_CONSIGNE_: Recopiez fidèlement le passage de l'extrait sur les hommes victimes de viol qui va de « Comme Pascal, 5% » à « suspicion ou railleries. », ces deux bornes comprises.

_EXTRAIT DU TEXTE_:
Pourtant, Pascal a été battu et violé pendant deux ans par une compagne alcoolique. “On ne croit pas les hommes violés, on rit d’eux et on les assaille de moqueries et d’insultes”, se souvient-il. À chaque dispute, elle le cogne, l’insulte, écrase ses cigarettes sur sa peau. Devenu impuissant, il fait l’amour avec des sextoys. Agressive et éméchée, elle lui introduit de force des doigts dans l’anus pour le griffer. “C’est arrivé à six ou sept reprises, une à deux minutes à chaque fois. J’avais mal, je lui demandais d’arrêter, mais elle continuait de s’en prendre à moi”, confie le quinquagénaire.
Si une femme force un homme à la pénétrer, elle n’est pas une violeuse au regard de la justice, mais une agresseuse sexuelle.
Comme Pascal, 5% des hommes déclarent avoir subi des rapports ou tentatives de rapports forcés au cours de leur vie, selon une enquête de l’Agence nationale de recherche sur le Sida (ANRS) de 2006. La plupart sont abusés par des hommes. Mais la part de ceux qui le sont par des femmes pourrait être plus importante que l’on veut bien le croire: des centaines de victimes chaque année dans l’Hexagone. Moins de 10% osent porter plainte et leurs témoignages entraînent généralement suspicion ou railleries.
Contrairement à la France, l’Allemagne ou le Royaume-Uni dédient quelques centres à l’accueil des hommes violés. En juin dernier, l’un des plus grands hôpitaux suédois -l’hôpital Södersjukhuset à Stockholm- a annoncé élargir aux hommes et aux transgenres sa clinique consacrée aux victimes d’abus sexuels, jusque-là réservée aux femmes. En France, le nom même des associations continue d’exclure les hommes: Collectif féministe contre le viol, Stop violences femmes ou encore SOS femmes pour ne citer qu’eux. “Si ces associations ne ferment leur porte à aucune victime selon son genre, le message affiché par leur nom ne facilite pas la démarche des hommes”, déplore Muriel Salmona, psychotraumatologue et auteure de plusieurs ouvrages sur les violences sexuelles.

_DONNÉES BRUTES_:
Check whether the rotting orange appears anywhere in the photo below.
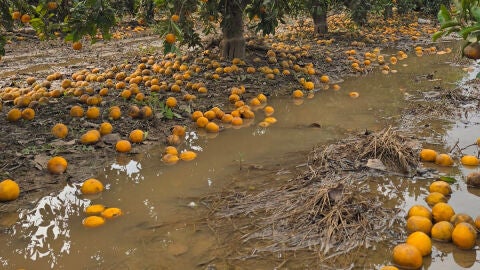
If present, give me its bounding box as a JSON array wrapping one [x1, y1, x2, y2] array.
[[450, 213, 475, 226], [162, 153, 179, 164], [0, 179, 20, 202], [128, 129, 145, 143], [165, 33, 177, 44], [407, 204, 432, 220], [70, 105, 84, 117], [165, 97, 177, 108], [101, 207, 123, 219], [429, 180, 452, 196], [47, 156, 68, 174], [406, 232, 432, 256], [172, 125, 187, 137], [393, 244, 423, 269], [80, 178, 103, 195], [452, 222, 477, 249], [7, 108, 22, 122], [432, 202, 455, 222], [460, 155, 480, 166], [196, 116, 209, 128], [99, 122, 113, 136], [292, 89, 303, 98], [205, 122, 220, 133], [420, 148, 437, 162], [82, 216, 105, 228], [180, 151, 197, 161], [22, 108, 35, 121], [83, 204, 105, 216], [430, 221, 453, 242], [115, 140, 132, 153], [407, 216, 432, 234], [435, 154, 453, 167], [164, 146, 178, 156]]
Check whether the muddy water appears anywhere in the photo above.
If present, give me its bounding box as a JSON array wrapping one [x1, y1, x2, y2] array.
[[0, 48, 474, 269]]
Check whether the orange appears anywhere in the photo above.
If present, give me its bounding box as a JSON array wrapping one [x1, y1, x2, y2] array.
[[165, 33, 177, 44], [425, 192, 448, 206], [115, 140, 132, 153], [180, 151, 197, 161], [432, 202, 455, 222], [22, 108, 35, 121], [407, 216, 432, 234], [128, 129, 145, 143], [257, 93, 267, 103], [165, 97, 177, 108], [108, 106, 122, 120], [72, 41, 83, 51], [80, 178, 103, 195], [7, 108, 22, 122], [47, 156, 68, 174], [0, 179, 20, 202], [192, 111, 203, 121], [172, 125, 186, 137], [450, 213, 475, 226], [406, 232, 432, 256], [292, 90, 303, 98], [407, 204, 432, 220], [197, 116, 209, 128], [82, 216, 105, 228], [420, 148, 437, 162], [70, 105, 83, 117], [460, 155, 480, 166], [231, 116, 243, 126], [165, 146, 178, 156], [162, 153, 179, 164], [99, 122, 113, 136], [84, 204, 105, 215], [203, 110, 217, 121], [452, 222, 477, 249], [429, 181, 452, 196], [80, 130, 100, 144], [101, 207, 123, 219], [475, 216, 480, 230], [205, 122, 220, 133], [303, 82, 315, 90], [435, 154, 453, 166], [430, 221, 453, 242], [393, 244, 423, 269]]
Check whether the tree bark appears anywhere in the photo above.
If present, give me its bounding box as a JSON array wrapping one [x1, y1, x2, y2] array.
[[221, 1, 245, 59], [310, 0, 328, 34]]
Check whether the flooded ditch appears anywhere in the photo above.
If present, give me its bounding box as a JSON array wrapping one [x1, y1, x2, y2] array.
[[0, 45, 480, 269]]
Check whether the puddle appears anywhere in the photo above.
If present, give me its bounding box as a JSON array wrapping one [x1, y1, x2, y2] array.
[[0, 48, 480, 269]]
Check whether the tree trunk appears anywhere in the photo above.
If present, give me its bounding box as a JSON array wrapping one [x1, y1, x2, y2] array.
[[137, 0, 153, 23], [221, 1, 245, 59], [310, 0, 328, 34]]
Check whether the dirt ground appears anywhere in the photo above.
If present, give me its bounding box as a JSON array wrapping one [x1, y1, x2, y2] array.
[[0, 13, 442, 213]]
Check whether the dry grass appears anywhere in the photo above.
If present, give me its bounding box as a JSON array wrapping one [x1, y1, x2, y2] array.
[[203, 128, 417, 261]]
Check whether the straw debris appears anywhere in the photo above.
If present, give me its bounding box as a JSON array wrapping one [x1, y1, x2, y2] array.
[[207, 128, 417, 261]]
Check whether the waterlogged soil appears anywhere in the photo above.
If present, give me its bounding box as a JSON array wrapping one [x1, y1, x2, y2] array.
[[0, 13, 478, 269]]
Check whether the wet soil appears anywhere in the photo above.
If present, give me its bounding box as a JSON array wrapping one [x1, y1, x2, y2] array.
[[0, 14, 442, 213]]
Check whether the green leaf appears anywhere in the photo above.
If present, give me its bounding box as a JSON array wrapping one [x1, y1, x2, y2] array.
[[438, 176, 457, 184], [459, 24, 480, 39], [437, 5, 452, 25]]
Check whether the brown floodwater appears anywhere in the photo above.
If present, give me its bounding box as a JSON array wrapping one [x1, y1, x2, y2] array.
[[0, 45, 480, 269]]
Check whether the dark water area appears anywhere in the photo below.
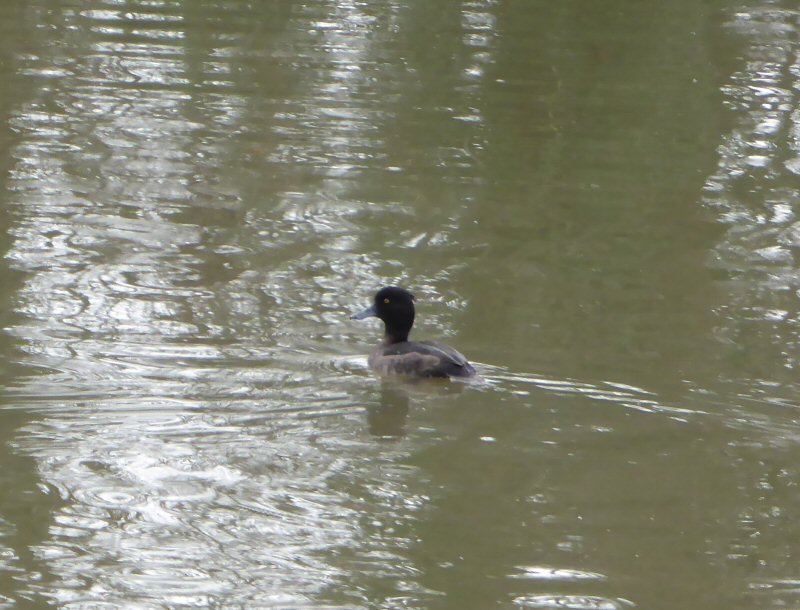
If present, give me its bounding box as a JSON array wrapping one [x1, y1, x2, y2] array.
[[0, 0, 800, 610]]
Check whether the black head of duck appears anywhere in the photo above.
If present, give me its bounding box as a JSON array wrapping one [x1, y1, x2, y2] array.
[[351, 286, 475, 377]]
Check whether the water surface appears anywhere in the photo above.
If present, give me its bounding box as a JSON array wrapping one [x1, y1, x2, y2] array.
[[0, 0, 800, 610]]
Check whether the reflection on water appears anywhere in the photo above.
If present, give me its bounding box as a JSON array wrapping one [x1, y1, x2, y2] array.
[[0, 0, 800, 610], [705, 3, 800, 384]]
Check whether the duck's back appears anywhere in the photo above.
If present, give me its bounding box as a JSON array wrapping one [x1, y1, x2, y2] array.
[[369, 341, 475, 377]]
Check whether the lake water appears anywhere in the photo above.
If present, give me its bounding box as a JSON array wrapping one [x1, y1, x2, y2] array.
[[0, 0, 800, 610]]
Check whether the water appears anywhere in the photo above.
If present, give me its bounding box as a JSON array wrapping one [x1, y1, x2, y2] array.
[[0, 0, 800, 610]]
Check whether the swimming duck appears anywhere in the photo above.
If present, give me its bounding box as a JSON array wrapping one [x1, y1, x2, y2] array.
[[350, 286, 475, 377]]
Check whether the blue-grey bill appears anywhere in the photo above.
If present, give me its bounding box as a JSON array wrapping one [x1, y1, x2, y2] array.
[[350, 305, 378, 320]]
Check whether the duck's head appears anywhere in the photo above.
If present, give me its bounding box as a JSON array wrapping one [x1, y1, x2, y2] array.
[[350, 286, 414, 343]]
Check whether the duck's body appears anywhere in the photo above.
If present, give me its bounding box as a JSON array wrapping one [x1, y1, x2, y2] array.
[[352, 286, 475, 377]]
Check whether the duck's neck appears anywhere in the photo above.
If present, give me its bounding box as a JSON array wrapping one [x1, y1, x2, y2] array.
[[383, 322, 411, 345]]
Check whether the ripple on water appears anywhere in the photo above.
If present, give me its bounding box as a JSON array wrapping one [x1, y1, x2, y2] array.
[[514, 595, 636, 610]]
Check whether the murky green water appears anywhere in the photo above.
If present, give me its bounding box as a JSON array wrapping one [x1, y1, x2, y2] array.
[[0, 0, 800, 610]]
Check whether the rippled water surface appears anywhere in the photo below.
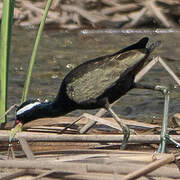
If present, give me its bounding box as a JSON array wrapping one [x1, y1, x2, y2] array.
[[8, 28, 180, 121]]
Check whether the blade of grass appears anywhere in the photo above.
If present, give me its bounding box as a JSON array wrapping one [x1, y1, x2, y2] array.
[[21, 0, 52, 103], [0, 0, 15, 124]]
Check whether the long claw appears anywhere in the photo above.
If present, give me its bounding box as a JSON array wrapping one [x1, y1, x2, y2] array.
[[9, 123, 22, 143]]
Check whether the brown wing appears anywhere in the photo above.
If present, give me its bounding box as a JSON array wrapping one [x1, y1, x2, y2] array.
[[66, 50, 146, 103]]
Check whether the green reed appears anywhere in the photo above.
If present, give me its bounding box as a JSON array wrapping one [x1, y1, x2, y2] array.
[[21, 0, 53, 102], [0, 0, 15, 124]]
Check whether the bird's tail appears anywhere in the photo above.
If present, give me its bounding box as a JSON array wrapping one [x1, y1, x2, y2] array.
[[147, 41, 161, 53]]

_CORRIGÉ_:
Comme Pascal, 5% des hommes déclarent avoir subi des rapports ou tentatives de rapports forcés au cours de leur vie, selon une enquête de l’Agence nationale de recherche sur le Sida (ANRS) de 2006. La plupart sont abusés par des hommes. Mais la part de ceux qui le sont par des femmes pourrait être plus importante que l’on veut bien le croire: des centaines de victimes chaque année dans l’Hexagone. Moins de 10% osent porter plainte et leurs témoignages entraînent généralement suspicion ou railleries.